Exercises to complete:
1 > Do these statements agree with the Frances Klein text below? (a) Klein played trumpet in her high school band in Cleveland. (b) Klein toured with Vermillion's revue for three years. (c) The Siskins moved to Jacksonville in the early eighties. For each, answer yes or no and quote the deciding words.
2 > Can you retype the part of the Frances Klein text below that starts with "Frances Klein, also" and goes on through "Ina Ray Hutton)."?

Source:
* * * * * * * * *
Frances Klein, also known as Frances Siskin (October 19, 1915 – December 22, 2012), was an American jazz musician who began her career in the early 1930s. She played trumpet in a number of jazz bands (most notably the all-female bands led by Irene Vermillion and Ina Ray Hutton).

Biography 
Klein was a native of Cleveland, Ohio where she played trumpet in the Glenville High School Band. Around 1935 she was invited to play in Kermit Dart's All-Girl Band, which was led by Irene Vermillion. Klein traveled the country for two years with Vermillion's dance act/revue, "Rhapsody in Red." Upon returning to Cleveland, she was invited to tour with Ina Ray Hutton's Melodears; after which, she returned again to Cleveland where she performed in a variety of local venues as a part of the Cleveland Women's Orchestra. Around that time, she was also the sole female member of Freddie Shafer's band. Klein led a number of bands. On February 22, 1945, she married David Siskin and legally changed her name to Frances Siskin. In the late seventies, the Siskins moved to Jacksonville, Florida, where Klein continued playing trumpet in groups including the Jacksonville Bulls Pep Band, the Jacksonville Gator Pep Band, and a senior citizen's band known as High Society. She died in 2012 at the age of 97.
* * * * * * * * *
Raw data:
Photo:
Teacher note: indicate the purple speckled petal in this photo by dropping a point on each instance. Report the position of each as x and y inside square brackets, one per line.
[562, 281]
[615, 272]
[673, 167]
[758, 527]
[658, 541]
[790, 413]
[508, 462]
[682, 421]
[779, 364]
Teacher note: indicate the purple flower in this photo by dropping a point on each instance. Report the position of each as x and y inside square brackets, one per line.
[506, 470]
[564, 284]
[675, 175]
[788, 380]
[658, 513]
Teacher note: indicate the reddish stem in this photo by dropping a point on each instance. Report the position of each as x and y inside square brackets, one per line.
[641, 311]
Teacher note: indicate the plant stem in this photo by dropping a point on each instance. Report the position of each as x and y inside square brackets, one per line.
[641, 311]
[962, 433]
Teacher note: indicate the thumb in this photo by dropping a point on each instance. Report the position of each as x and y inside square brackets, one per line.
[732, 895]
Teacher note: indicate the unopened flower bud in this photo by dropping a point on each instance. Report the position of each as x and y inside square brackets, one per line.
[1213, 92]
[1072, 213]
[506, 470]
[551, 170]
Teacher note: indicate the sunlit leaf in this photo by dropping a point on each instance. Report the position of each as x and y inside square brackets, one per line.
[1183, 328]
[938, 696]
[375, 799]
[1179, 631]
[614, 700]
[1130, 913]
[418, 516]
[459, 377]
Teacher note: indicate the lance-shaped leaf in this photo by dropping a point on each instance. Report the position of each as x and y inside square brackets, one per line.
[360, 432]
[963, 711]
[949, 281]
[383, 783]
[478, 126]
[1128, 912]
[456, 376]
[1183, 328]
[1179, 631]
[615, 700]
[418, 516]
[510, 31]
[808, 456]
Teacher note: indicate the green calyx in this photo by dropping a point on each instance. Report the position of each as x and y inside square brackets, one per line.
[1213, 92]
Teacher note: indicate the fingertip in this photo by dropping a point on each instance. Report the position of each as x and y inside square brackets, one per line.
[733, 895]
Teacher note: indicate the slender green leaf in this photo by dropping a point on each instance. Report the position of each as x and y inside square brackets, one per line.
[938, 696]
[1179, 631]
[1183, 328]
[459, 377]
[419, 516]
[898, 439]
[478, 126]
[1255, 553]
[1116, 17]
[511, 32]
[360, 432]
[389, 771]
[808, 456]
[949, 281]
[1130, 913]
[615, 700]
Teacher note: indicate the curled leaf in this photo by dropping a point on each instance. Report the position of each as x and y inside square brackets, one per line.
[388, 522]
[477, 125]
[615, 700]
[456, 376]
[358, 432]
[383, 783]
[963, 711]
* * * * * * * * *
Task-by-task outputs:
1 >
(a) Yes: "she played trumpet in the Glenville High School Band"
(b) No: "Klein traveled the country for two years with Vermillion's dance act/revue"
(c) No: "In the late seventies, the Siskins moved to Jacksonville, Florida"

2 >
Frances Klein, also known as Frances Siskin (October 19, 1915 – December 22, 2012), was an American jazz musician who began her career in the early 1930s. She played trumpet in a number of jazz bands (most notably the all-female bands led by Irene Vermillion and Ina Ray Hutton).